= Object location annotation records =
= = = =

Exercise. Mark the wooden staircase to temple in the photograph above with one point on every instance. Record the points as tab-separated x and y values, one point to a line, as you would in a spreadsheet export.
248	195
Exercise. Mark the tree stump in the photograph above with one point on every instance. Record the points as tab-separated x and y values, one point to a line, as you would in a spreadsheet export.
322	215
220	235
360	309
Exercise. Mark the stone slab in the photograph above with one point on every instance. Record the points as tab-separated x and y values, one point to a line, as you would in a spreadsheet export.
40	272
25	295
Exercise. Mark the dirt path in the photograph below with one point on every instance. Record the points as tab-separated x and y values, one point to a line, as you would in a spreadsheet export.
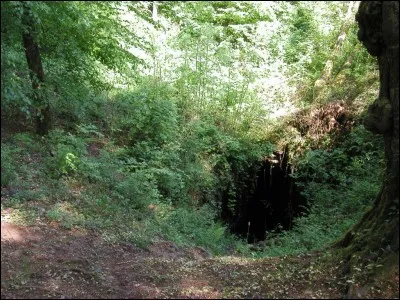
46	261
50	262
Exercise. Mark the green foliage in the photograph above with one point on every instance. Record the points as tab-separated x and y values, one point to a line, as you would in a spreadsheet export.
355	168
187	139
8	173
68	150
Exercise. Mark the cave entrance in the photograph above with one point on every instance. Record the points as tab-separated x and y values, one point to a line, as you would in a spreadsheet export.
272	204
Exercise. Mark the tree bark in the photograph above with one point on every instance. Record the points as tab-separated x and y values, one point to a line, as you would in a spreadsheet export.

= = = =

= Task to carry out =
Render all of the records above as a numbered list with blank lines omitted. Leave the pictures out.

= Output for this task =
1. Exercise. Mark the wooden staircase to temple in the photograph above with one point on every instance. Record the points as tab-separated x and y values, one point to a line, as you would in a spreadsheet export.
2. 248	195
3. Exercise. Mark the tree stump in the photograph above with one point on every instance. Record the points as tab-separated x and y values, one point to a line, as you would in a spreadsheet export.
4. 322	215
5. 220	235
6. 360	309
7. Exercise. Mark the stone slab in the photograph above with one point on every instance. Record the points as tab-separated x and y values, one point to a line, as you would in a spreadsheet export.
8. 40	272
9. 25	295
10. Exercise. Mark the dirt path in the photograph below with one point on every instance. Record the points as tab-separated x and y values, one point to a line, as you would in a spreadsheet export.
11. 46	261
12. 50	262
13. Exercise. Mark the green foliage in the photograph above with one point on every instance. Record the points as tab-separated x and y values, one point to a line, as you would in a spreadsheet export.
14. 355	168
15. 187	139
16. 8	173
17. 68	150
18. Exercise. Mark the cave entrance in the photograph above with one point on every instance. Record the points as tab-separated x and y values, one point to a line, as you would in a spreadsheet export.
19. 272	204
20. Exercise. Mark the tree bark in the photograph above with one point on every instance. Record the points as tab-separated x and y values, one point to a line, as you would in a spreadsheet export.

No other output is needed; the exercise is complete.